Copy out everything in the entries below, from the very first line down to the line containing "point(315, 124)". Include that line, and keep every line unchanged.

> Entries provided
* * * * *

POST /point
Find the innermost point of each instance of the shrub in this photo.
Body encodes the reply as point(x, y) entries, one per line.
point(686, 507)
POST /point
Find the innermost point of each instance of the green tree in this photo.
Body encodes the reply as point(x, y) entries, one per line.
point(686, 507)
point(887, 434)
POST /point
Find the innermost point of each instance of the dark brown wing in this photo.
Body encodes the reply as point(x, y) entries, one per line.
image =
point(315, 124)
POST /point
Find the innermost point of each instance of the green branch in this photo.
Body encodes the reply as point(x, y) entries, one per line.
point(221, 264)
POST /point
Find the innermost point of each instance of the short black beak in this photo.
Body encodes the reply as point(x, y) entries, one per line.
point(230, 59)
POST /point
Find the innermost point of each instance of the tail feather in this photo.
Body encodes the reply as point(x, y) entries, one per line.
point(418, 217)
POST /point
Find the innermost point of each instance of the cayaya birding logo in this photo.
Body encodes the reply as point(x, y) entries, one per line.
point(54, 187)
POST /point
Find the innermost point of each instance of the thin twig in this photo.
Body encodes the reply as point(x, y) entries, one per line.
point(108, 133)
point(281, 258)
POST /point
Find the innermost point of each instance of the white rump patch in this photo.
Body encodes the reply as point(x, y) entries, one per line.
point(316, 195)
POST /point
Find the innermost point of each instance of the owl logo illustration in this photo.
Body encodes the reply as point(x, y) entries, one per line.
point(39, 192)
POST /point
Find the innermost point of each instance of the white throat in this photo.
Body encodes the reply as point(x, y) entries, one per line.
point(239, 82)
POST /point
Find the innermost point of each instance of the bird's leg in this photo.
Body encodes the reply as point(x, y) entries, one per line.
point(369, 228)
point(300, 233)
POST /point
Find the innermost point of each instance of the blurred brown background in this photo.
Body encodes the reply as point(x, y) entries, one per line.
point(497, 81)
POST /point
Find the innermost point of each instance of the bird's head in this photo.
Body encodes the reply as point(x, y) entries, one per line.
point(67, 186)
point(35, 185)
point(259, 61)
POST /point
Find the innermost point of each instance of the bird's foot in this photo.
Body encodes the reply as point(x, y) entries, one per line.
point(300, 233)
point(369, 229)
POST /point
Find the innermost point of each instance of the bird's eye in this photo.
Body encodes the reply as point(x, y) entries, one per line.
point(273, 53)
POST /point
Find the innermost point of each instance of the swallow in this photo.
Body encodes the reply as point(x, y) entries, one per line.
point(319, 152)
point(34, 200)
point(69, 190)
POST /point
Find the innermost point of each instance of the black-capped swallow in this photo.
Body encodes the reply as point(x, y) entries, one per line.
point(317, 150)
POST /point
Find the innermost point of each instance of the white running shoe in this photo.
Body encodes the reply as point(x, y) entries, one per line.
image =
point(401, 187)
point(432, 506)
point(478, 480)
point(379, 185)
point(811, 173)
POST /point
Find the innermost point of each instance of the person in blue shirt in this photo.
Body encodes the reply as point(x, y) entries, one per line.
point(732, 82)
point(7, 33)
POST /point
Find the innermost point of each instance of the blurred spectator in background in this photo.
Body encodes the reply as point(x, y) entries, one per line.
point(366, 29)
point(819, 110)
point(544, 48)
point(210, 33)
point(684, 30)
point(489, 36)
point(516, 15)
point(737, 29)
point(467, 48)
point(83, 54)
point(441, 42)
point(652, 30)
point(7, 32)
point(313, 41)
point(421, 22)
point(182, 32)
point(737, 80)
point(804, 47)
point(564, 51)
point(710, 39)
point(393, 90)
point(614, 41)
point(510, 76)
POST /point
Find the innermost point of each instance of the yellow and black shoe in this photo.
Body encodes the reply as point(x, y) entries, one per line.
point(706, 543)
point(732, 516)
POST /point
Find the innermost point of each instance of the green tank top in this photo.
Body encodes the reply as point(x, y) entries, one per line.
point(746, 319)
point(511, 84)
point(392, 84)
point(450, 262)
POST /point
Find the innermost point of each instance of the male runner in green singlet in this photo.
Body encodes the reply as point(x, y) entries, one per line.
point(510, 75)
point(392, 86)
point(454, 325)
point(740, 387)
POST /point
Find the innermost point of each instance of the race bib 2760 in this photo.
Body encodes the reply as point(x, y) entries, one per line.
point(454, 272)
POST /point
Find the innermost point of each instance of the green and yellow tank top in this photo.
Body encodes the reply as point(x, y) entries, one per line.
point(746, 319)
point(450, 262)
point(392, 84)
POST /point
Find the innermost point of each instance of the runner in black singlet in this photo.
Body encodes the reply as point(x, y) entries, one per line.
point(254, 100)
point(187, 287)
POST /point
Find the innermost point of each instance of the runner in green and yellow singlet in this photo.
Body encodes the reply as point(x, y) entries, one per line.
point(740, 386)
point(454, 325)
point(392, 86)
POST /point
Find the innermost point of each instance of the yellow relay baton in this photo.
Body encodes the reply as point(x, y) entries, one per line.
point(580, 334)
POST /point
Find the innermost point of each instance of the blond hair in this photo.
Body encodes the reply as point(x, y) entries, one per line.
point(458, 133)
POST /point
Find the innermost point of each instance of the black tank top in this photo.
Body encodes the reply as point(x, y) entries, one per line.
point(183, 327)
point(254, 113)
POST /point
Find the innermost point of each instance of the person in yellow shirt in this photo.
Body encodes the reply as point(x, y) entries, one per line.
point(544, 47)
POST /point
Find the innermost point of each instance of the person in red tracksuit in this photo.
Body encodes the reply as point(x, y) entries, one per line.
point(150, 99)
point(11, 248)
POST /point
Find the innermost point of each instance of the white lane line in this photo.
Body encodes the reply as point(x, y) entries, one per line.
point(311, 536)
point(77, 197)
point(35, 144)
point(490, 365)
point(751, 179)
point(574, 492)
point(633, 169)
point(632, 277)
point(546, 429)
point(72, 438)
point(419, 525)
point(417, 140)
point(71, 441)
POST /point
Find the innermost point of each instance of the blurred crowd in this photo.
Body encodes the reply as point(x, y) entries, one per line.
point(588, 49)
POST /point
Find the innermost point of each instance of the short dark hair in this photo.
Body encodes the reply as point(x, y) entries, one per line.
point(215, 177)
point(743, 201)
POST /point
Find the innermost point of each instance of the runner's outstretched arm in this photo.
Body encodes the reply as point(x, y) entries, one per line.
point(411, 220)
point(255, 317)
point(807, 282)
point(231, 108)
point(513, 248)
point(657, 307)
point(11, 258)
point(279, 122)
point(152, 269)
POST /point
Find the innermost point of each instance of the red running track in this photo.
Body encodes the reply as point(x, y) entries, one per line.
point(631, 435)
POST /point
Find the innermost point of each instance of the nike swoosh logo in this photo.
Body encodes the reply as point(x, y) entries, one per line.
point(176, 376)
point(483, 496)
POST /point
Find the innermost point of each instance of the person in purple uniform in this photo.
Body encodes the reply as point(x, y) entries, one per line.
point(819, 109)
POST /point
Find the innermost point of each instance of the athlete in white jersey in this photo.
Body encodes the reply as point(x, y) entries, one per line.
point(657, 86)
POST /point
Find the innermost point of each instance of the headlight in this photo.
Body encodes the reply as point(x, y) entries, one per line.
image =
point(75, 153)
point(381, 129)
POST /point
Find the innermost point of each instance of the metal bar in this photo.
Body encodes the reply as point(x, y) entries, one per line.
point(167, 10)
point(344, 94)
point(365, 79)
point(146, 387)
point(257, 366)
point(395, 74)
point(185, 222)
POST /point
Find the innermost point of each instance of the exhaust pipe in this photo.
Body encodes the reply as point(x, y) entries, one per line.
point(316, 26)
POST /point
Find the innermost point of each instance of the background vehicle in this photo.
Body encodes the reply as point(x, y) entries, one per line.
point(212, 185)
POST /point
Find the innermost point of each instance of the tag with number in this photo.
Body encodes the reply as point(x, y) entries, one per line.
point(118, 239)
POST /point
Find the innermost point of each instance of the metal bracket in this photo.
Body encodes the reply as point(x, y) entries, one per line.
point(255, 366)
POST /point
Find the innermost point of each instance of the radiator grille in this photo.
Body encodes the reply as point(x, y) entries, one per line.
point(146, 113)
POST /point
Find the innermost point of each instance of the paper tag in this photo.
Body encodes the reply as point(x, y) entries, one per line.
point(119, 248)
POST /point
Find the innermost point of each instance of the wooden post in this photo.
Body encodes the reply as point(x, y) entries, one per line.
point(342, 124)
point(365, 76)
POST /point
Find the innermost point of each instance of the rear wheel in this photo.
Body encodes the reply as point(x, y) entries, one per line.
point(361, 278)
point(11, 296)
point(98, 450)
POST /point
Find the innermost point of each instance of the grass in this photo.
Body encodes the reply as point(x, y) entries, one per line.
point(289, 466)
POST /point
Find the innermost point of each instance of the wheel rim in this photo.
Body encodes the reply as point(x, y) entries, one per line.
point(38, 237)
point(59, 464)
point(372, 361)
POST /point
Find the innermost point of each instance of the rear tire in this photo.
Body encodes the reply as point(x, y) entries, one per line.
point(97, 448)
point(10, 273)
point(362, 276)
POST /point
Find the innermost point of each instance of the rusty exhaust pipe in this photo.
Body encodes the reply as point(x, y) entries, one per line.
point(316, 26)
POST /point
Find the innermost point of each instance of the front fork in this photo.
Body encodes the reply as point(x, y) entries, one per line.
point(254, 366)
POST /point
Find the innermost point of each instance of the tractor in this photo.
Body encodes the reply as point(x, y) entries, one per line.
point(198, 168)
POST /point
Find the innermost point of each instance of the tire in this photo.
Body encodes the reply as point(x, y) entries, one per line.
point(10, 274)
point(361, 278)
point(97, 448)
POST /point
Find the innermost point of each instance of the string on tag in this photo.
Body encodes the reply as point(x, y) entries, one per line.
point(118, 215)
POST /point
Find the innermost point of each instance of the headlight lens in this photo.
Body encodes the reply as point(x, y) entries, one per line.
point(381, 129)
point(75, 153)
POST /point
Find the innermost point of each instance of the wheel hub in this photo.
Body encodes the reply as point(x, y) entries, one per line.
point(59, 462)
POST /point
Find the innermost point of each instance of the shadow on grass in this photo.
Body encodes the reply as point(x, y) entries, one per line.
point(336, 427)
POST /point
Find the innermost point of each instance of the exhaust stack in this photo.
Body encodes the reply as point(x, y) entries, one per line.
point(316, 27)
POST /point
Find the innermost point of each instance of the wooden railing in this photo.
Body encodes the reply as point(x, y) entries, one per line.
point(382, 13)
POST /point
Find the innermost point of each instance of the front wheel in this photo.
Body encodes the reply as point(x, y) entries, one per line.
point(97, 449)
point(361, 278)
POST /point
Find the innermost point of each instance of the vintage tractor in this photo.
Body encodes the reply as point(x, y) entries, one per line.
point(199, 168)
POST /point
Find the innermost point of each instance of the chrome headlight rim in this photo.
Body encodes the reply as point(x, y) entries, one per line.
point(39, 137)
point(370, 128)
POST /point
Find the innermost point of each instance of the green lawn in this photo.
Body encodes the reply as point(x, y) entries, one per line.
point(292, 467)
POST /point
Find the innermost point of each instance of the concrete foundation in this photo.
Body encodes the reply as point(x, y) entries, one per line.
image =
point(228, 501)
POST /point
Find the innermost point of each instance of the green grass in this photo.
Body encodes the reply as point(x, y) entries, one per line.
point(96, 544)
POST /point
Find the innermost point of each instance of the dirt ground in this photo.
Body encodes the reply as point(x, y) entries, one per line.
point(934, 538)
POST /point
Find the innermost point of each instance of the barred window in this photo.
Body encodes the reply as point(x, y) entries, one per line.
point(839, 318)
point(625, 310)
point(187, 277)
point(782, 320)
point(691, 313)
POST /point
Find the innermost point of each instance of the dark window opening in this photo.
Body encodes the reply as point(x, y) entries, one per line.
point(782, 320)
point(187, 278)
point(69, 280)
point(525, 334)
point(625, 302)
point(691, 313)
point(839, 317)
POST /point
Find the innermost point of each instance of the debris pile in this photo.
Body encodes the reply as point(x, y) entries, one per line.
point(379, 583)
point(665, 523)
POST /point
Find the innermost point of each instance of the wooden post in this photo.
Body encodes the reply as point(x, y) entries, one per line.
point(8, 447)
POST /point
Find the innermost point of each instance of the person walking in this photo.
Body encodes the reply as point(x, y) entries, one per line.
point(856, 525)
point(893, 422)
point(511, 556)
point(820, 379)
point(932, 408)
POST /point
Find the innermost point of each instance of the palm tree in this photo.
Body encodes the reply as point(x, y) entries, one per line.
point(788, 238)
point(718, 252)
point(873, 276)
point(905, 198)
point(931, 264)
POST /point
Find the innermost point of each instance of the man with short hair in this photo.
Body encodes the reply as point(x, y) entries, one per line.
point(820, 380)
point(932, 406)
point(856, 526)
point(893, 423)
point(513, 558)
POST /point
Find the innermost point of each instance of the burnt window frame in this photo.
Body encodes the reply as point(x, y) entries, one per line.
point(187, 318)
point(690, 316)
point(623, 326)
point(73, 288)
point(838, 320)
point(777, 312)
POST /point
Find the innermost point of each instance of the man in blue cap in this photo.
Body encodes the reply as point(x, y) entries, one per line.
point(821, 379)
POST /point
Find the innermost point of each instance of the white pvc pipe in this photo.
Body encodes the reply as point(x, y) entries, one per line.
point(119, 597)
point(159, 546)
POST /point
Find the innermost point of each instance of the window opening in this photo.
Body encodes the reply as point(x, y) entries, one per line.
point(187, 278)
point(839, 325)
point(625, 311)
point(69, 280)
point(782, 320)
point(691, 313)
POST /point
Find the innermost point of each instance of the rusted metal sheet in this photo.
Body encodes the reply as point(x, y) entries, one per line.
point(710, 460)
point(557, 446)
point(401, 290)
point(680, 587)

* * * * *

> Finished task
POST /point
Find the innermost point of each instance of the shrub in this photo.
Body encodes the reply as point(x, y) entries, one per line.
point(686, 507)
POST /point
Find the innermost point of each instance of the green tree in this photo.
Body encodes the reply as point(x, y) entries, one per line.
point(686, 507)
point(887, 434)
POST /point
Find the innermost point of each instance of the dark brown wing in this photo.
Body encodes the reply as point(x, y) entries, one per line.
image =
point(315, 124)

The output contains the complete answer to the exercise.